>> BEGIN GIVEN RECORDS

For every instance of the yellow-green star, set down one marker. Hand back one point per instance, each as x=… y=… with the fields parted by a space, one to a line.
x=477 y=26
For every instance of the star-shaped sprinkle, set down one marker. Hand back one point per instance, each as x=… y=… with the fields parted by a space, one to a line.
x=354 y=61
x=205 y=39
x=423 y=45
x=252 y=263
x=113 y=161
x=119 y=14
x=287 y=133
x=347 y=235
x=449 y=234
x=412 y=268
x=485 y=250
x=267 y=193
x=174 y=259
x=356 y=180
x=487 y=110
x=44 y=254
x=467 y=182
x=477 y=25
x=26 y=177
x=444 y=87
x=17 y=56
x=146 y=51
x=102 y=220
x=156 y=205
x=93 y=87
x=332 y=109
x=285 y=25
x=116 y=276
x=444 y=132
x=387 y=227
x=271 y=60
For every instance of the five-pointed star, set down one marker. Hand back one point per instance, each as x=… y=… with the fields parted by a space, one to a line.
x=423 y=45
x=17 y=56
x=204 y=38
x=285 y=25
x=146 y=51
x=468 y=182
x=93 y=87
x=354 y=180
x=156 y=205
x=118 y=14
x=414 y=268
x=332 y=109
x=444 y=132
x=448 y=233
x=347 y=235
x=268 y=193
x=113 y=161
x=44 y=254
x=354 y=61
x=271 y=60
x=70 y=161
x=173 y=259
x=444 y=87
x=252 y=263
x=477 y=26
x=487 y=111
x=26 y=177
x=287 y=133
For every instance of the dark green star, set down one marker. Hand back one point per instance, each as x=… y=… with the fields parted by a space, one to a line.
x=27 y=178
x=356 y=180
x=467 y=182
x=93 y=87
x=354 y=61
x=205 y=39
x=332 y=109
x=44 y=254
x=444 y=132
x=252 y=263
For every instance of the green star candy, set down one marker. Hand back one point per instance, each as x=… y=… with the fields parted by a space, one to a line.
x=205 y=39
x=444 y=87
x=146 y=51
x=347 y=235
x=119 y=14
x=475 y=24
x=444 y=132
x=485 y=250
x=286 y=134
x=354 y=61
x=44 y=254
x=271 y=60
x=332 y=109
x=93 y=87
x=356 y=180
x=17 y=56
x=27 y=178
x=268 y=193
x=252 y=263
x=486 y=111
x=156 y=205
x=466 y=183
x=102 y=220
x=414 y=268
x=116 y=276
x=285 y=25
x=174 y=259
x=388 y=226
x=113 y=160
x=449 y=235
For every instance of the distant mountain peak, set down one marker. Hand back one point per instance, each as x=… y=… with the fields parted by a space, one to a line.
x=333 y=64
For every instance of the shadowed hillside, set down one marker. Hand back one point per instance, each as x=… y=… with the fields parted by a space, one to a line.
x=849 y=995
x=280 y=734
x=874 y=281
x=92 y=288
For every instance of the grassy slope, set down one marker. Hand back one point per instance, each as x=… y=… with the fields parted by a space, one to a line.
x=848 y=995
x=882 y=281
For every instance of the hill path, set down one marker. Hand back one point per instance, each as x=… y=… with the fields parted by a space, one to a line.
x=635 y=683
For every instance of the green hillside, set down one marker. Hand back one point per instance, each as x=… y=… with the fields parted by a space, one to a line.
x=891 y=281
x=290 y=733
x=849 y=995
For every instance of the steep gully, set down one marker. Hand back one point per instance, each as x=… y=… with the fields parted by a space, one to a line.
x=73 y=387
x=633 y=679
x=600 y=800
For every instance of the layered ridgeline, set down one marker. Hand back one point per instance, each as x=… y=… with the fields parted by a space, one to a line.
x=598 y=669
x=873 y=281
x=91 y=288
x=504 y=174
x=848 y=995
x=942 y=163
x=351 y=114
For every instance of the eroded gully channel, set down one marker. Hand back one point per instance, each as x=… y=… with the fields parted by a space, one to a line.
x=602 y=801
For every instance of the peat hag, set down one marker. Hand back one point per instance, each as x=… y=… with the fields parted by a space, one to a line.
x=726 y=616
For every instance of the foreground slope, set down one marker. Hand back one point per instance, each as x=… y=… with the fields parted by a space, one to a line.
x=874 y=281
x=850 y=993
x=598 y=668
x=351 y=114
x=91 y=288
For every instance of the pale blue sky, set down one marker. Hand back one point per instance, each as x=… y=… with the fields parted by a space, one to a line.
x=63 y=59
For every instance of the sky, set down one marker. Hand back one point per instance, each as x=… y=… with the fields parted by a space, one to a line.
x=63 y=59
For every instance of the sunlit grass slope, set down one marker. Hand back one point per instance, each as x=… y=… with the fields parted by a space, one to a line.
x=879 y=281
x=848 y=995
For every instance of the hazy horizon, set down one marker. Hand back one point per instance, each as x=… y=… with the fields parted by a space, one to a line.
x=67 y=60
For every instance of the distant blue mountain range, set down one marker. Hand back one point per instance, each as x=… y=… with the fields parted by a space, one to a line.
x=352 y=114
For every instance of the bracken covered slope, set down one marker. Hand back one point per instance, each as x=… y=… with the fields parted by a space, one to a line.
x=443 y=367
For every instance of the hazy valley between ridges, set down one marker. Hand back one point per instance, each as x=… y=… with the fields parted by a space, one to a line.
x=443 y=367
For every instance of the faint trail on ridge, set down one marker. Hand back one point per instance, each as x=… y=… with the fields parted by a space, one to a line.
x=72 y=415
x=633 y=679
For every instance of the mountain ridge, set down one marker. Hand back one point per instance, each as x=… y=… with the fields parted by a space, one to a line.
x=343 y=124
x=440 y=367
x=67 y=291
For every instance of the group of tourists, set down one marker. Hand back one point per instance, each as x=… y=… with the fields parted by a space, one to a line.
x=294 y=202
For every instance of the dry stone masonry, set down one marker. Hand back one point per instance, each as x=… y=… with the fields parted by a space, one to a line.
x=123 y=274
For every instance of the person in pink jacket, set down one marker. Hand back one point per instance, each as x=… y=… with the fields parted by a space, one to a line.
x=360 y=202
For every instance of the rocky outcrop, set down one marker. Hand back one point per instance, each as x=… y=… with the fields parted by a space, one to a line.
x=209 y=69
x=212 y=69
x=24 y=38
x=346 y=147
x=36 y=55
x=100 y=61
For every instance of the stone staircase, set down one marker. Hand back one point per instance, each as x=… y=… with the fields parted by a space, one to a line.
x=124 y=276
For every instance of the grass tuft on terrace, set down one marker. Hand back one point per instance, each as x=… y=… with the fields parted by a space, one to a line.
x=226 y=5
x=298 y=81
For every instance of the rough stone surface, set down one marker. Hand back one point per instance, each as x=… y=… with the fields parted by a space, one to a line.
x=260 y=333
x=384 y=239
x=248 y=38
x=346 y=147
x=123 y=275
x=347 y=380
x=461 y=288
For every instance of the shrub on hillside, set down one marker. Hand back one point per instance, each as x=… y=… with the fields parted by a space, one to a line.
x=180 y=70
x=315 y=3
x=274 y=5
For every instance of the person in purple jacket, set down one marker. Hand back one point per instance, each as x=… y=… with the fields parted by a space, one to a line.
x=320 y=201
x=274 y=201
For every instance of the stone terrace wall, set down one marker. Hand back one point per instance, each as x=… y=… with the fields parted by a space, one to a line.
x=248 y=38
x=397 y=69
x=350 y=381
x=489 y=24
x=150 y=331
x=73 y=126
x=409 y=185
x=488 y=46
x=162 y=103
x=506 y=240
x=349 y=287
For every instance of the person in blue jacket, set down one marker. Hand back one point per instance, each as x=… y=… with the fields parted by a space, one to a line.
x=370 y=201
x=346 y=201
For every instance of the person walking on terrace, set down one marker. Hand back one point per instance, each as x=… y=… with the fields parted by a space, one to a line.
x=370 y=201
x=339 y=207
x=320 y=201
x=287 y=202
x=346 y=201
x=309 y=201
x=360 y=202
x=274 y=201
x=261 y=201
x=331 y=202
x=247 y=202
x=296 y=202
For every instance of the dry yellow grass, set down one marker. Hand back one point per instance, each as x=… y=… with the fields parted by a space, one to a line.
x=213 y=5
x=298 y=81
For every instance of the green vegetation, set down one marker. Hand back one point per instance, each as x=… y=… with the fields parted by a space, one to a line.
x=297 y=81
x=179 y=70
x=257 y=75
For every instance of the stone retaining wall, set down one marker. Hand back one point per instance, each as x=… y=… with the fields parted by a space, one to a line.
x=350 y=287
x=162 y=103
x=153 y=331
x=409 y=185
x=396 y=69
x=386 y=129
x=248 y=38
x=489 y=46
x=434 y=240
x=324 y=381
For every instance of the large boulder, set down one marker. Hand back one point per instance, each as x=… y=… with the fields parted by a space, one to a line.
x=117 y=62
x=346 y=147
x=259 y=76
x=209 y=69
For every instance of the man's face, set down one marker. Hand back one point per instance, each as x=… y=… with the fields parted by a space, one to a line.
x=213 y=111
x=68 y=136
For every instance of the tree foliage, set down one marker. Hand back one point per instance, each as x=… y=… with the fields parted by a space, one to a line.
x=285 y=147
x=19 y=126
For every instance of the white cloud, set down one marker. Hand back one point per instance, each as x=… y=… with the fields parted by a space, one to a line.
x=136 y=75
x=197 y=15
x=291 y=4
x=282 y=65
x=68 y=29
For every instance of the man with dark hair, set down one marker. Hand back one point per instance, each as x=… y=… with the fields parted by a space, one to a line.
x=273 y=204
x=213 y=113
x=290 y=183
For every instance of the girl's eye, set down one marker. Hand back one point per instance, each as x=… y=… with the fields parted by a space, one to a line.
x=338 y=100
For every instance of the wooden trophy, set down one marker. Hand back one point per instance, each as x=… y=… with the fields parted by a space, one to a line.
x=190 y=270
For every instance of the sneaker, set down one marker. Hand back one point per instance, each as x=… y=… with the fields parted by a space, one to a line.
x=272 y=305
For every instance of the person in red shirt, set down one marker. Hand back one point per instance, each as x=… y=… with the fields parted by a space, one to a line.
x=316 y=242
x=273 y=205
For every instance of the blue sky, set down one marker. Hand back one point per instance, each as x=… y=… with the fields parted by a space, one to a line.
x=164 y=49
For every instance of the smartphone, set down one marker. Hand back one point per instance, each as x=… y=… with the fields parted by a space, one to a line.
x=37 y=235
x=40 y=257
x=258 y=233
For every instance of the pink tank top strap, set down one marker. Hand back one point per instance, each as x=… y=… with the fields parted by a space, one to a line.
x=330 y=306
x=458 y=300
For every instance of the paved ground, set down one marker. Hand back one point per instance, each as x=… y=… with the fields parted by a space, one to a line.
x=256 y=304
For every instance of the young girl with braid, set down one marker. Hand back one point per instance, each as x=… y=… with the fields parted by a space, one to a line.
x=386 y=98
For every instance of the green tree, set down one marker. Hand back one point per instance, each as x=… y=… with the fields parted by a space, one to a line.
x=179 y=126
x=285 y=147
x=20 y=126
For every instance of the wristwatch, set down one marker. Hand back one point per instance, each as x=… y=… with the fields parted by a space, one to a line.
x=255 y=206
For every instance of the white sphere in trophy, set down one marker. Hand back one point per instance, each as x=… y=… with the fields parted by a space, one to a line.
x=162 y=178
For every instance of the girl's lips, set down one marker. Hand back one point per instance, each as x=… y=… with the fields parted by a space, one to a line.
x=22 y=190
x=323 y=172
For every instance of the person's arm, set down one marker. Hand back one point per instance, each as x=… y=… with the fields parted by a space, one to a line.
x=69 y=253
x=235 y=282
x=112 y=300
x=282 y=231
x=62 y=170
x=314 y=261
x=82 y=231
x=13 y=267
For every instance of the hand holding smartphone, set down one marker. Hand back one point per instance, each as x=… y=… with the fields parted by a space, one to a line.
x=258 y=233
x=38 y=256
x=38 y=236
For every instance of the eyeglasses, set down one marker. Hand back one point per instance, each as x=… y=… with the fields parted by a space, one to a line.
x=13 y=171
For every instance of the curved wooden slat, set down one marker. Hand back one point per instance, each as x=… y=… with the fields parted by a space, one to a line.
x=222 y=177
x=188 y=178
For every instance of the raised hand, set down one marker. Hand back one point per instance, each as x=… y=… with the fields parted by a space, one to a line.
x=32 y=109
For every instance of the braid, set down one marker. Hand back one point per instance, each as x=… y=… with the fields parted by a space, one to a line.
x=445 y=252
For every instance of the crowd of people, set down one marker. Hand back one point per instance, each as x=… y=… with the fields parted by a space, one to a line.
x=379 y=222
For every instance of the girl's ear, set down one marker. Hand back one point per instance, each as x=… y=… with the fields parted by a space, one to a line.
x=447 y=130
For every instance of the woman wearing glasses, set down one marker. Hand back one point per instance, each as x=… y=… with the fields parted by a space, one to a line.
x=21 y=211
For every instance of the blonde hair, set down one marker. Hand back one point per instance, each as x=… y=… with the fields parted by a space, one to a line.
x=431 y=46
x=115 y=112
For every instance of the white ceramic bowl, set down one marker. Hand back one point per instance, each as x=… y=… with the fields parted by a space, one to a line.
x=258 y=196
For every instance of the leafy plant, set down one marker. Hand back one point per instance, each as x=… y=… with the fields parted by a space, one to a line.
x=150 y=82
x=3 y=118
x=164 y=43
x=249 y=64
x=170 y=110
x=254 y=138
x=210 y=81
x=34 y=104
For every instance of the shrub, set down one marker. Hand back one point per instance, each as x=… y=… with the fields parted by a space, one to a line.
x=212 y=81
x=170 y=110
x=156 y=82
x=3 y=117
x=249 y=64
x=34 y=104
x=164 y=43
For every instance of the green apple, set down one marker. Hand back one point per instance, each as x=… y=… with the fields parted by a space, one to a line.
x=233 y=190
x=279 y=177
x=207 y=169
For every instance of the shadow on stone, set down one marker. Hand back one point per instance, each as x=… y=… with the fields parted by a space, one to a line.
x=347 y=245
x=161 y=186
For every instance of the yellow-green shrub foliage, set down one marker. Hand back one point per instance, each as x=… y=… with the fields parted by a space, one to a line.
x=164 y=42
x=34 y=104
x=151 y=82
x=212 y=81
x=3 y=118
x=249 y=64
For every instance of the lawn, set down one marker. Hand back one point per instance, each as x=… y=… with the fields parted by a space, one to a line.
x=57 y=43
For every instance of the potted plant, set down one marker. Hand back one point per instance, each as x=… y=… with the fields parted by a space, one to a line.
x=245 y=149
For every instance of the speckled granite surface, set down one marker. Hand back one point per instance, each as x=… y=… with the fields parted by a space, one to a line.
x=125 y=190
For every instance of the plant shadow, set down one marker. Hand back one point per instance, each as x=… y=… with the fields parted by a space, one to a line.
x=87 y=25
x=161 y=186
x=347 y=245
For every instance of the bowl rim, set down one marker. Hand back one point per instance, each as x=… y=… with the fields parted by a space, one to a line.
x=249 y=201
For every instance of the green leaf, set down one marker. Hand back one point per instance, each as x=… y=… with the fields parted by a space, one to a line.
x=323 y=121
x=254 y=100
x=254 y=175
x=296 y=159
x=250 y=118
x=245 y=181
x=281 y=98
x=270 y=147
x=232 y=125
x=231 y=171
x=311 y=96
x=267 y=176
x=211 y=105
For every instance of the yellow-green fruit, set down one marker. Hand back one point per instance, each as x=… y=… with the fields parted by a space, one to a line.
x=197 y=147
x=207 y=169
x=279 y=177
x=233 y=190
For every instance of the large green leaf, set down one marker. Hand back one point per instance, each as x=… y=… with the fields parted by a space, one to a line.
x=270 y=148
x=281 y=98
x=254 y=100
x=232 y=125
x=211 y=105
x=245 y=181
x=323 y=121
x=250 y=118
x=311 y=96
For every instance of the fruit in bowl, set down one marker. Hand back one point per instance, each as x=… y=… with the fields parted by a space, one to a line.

>> END GIVEN RECORDS

WHAT YOU WILL DO:
Find the line containing "For every instance of the yellow-green fruit, set" in the material above. Print it and every line after it through the end, exactly and only those.

CORRECT RESULT:
For every instance of the yellow-green fruit, set down one marker. Hand back one point per instance, each as x=… y=… with the fields parted by a space, one to a line.
x=197 y=147
x=207 y=169
x=279 y=177
x=233 y=190
For every instance of the large green leaf, set down one marker. Hand back one point per instance, each as x=… y=… with the fields parted by a space, one to a line.
x=270 y=148
x=281 y=98
x=254 y=100
x=232 y=125
x=211 y=105
x=245 y=181
x=323 y=121
x=250 y=118
x=311 y=96
For every instance of the fruit in bowl, set down one marker. Hand back one point per instance, each as x=… y=… with the fields parted by a space, one to a line.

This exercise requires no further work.